[Begin Supplied information]

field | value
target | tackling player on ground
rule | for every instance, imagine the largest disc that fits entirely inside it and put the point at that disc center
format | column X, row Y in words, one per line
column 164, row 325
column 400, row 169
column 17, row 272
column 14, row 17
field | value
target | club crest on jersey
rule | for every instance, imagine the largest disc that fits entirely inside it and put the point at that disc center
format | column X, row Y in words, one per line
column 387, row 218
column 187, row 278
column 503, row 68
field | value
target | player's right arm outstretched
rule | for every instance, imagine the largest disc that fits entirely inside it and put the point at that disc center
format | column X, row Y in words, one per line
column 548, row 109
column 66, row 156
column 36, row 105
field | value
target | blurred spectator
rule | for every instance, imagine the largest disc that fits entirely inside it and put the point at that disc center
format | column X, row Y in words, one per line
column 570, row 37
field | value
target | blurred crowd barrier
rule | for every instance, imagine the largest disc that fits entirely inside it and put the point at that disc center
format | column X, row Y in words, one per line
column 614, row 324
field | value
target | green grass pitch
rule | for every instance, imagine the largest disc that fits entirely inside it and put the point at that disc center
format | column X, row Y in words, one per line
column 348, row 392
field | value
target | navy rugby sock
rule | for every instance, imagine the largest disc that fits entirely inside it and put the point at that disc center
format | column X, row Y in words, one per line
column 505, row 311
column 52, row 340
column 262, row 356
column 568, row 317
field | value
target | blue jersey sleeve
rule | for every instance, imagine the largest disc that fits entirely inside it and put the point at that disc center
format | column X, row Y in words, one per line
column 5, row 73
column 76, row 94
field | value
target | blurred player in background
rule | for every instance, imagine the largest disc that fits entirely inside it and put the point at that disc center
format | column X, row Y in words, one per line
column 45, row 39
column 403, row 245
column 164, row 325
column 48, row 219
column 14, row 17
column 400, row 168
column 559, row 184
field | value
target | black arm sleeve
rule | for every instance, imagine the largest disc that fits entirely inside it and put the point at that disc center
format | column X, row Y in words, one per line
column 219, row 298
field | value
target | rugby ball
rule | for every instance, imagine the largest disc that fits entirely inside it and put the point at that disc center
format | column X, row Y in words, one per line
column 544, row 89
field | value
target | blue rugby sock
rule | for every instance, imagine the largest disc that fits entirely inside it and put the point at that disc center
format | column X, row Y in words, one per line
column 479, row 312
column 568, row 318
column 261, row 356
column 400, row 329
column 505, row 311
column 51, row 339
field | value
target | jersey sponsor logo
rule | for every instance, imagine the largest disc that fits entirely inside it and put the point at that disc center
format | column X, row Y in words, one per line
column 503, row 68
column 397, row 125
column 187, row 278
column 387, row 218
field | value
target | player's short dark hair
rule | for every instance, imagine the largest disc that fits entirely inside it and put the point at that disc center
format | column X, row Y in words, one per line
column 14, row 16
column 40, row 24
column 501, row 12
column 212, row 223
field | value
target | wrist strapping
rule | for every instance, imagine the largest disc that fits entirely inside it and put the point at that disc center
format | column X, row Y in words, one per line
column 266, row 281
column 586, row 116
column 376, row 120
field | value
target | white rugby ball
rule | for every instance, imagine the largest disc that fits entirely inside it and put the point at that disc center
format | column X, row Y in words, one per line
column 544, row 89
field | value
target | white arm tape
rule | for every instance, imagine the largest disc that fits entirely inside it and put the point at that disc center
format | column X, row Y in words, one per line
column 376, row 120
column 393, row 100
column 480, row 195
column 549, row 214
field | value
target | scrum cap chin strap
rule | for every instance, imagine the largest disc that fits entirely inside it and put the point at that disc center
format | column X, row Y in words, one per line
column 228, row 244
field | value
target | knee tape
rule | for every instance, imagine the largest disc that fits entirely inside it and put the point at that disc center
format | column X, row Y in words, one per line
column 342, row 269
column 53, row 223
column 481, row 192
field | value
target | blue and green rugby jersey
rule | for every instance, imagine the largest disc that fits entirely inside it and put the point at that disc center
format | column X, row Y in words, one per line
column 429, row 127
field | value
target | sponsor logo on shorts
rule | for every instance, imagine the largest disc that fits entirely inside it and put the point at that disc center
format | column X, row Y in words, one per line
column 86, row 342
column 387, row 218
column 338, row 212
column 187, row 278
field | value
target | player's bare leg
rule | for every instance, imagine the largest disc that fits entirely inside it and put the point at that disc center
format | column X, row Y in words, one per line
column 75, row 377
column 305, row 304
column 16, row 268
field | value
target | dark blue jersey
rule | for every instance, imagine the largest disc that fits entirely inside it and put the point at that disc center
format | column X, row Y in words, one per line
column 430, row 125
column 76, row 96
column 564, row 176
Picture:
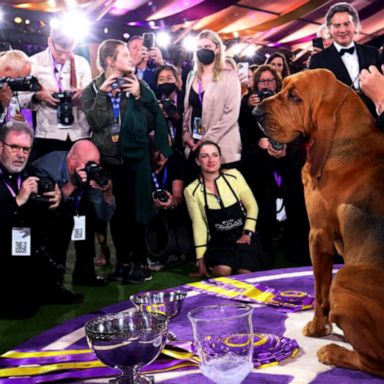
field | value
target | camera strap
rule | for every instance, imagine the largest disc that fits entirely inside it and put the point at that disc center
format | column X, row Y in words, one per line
column 9, row 186
column 164, row 180
column 115, row 129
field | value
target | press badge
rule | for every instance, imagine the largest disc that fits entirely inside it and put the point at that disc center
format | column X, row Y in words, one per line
column 115, row 132
column 78, row 232
column 197, row 128
column 21, row 241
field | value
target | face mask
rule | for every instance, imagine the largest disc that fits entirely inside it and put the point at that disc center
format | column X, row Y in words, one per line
column 206, row 56
column 166, row 89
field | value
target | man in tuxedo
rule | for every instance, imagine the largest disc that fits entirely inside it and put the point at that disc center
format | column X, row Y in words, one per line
column 344, row 57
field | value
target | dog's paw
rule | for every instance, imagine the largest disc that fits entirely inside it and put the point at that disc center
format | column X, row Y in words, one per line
column 315, row 329
column 332, row 354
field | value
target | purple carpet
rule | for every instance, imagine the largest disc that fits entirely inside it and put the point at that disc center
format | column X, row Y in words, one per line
column 303, row 368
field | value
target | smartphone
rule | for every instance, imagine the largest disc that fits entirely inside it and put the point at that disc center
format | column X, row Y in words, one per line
column 317, row 42
column 243, row 69
column 149, row 40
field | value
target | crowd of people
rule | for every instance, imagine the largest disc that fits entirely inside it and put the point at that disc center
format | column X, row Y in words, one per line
column 143, row 144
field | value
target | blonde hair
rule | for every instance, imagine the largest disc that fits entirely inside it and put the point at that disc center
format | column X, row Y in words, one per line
column 14, row 58
column 219, row 58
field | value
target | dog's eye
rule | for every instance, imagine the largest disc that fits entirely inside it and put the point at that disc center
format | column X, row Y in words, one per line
column 292, row 95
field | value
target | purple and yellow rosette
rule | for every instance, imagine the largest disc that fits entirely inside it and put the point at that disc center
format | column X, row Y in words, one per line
column 232, row 289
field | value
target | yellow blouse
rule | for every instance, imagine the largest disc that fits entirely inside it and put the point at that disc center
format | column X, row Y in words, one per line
column 194, row 197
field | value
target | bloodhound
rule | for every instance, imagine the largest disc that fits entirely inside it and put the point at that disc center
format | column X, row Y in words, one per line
column 344, row 192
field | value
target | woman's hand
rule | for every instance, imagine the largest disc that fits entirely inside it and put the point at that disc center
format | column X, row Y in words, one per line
column 170, row 203
column 202, row 269
column 132, row 86
column 244, row 239
column 253, row 100
column 107, row 85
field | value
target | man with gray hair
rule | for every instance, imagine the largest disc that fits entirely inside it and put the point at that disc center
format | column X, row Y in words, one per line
column 344, row 57
column 60, row 120
column 27, row 273
column 13, row 63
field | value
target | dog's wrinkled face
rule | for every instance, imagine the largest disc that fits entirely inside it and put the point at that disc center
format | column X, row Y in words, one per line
column 293, row 111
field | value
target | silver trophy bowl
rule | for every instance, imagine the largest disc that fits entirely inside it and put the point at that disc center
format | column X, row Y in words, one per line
column 163, row 302
column 128, row 341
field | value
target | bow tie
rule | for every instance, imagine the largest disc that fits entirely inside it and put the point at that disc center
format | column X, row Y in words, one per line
column 349, row 50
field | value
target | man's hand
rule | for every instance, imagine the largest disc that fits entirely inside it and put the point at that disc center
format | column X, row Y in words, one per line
column 54, row 197
column 372, row 84
column 46, row 96
column 28, row 186
column 5, row 95
column 107, row 190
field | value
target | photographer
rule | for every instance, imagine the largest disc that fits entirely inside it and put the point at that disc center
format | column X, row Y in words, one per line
column 87, row 193
column 167, row 195
column 60, row 120
column 273, row 171
column 171, row 101
column 121, row 119
column 27, row 274
column 13, row 64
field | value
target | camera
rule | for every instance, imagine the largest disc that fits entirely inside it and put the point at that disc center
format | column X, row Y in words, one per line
column 95, row 172
column 264, row 93
column 119, row 81
column 44, row 184
column 21, row 84
column 170, row 109
column 160, row 194
column 64, row 110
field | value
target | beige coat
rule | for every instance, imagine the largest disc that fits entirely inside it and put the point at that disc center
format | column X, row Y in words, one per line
column 221, row 108
column 46, row 116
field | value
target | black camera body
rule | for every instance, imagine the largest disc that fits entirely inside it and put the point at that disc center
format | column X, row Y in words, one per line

[End Supplied information]

Required work.
Can you collect every line of the listing above that contains the word "black" and copy them out?

Worked answer.
target | black arm sleeve
target | black camera body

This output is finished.